━━ Source data

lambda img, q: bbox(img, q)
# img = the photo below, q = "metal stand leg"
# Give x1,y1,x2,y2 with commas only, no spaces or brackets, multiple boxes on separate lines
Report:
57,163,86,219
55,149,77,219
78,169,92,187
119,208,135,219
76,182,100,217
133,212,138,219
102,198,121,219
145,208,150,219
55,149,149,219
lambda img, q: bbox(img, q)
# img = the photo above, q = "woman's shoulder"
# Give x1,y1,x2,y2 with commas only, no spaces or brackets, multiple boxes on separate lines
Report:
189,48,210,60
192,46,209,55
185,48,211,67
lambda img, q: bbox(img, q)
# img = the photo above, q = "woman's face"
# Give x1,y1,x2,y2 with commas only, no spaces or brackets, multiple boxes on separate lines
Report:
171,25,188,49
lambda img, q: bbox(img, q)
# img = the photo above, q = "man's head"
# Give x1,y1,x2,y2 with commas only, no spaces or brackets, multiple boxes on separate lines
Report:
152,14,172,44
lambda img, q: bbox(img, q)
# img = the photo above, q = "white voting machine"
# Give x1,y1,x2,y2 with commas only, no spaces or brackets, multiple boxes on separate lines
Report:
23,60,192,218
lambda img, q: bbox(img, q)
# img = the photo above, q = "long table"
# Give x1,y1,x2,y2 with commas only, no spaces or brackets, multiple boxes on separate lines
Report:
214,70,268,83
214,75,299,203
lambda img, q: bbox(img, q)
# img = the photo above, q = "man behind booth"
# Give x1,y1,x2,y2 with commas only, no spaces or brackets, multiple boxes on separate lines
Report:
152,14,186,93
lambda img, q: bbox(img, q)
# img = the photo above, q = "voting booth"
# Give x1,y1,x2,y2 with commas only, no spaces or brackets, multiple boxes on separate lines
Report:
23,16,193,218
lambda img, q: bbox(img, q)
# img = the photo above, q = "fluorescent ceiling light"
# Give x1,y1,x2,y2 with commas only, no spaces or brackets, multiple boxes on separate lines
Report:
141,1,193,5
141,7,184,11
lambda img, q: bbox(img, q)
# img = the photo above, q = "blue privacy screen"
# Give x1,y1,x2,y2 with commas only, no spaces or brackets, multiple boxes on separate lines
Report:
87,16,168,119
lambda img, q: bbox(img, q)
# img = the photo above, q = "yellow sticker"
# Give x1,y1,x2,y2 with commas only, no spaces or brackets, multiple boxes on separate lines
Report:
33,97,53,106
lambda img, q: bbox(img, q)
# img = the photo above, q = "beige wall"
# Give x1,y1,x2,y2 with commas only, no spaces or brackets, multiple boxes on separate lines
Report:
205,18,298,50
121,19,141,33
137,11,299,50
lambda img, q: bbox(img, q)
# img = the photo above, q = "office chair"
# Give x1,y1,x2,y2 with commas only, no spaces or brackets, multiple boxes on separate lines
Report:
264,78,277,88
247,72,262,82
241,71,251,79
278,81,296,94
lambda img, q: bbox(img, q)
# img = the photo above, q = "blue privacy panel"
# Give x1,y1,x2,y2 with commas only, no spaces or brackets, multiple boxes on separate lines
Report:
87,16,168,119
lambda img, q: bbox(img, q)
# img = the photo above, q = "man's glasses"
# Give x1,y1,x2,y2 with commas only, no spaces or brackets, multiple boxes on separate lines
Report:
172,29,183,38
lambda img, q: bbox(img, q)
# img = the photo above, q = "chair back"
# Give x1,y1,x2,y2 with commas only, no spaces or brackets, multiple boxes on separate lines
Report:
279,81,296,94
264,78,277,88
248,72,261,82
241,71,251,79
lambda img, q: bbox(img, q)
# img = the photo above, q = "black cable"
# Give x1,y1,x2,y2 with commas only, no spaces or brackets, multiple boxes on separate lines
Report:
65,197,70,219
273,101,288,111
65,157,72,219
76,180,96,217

━━━━

■ **Work request**:
Give back all the data exactly as written.

■ **Result of the task**:
lambda img, q: bbox(img, q)
# img = the photo below, q = "metal stand leg"
# Give x1,y1,x2,y2 with commas only, no spaces or brackets, multiple boxes on separate lines
Report:
57,163,86,219
55,149,77,219
78,169,92,187
119,208,135,219
76,182,100,217
133,212,138,219
102,198,121,219
145,208,150,219
55,149,149,219
lambda img, q: bbox(img, q)
# img = the photo above, q = "woman's shoulder"
# Give x1,y1,x2,y2 with commas only, no spaces or brackets, multiple boxes on separate lines
Report:
189,48,210,60
192,46,209,55
185,48,211,67
lambda img, q: bbox(img, q)
# img = the photo above, q = "woman's face"
# Give x1,y1,x2,y2 with commas only, no spaces or brackets, multiple boxes on separate lines
Report:
171,25,188,49
lambda img, q: bbox(img, q)
# img = the photo above, q = "man's head"
# Give x1,y1,x2,y2 with commas only, no spaces or brackets, multiple boxes on separate lines
Report:
152,14,172,44
lambda img, q: bbox(img, q)
# img = the photo above, q = "white voting machine"
# Give x1,y1,x2,y2 with commas only, no spaces or brackets, multiple boxes on separate lines
Report:
23,60,192,218
lambda img, q: bbox(img, q)
# img = the photo above, q = "long table"
# Give x1,y1,x2,y2 with commas only, no spaces or brackets, multiple boxes on separate lines
Report:
214,70,268,83
214,75,299,203
lambda img, q: bbox(img, q)
# img = the photo above, q = "man behind booth"
# Give x1,y1,x2,y2 with commas only, no spaces or brackets, multiple boxes on separate lines
Report:
152,14,186,93
lambda img, q: bbox(img, q)
# img = the photo above, q = "voting booth"
# Give x1,y1,x2,y2 with commas only, no spaces or brackets, multiple boxes on separate lines
Report:
23,16,193,218
lambda img, q: bbox(img, q)
# img = the photo above, q = "fluorescent ceiling light"
# Give x1,y1,x2,y2 with commas only, no spaces or brackets, multiple boxes on separate lines
Report:
141,1,193,5
141,7,184,11
lambda img, q: bbox(img, q)
# img = the photo above, q = "blue privacy screen"
# Give x1,y1,x2,y2 with commas only, no spaces or brackets, multiple boxes on separate lines
Report:
87,16,168,119
lambda img, q: bbox(img, q)
# img = the photo above, q = "yellow sticker"
# Give x1,y1,x2,y2 with commas only, no spaces or brackets, multiple boxes on separate lines
Report:
33,97,53,106
lambda img, q: bbox(img, q)
# img = the photo above, q = "beige wall"
# Give x1,y1,x2,y2 with commas only, no spaces or brackets, multiple boxes on separate lines
Report:
205,18,298,50
121,19,141,33
137,11,299,50
lambda img, q: bbox(img, q)
# img = the photo above, q = "office chair"
# Give x1,y1,x2,y2 with commas only, no spaces or brackets, multiple boxes on separate lines
Report:
264,78,277,88
247,72,262,82
241,71,251,79
278,81,296,94
lambda img, q: bbox(img, q)
# img = the photo above, q = "blue privacy panel"
# Give x1,y1,x2,y2 with commas only, no spaces or brackets, multiple boxes on separate lines
Report:
87,16,168,119
lambda img, q: bbox(img, q)
# img = the photo above, q = "man's glasses"
# Give x1,y1,x2,y2 with commas only, no spaces or brackets, multiple boxes on separate lines
Report:
172,29,183,38
lambda img, q: bbox(img, q)
# img = the photo above, q = "chair back"
# Give x1,y1,x2,y2 with commas only, no spaces or brackets, multiple boxes on separate lines
Report:
279,81,296,94
264,78,277,88
248,72,261,82
241,71,251,79
lambda img, q: bbox(img, q)
# img = the photo above, q = "black cable"
# Give x1,y1,x2,y2 with commas only, no spaces or brackets, multiple boxes on separate lines
Report:
65,197,70,219
273,101,288,111
65,157,72,219
76,180,96,217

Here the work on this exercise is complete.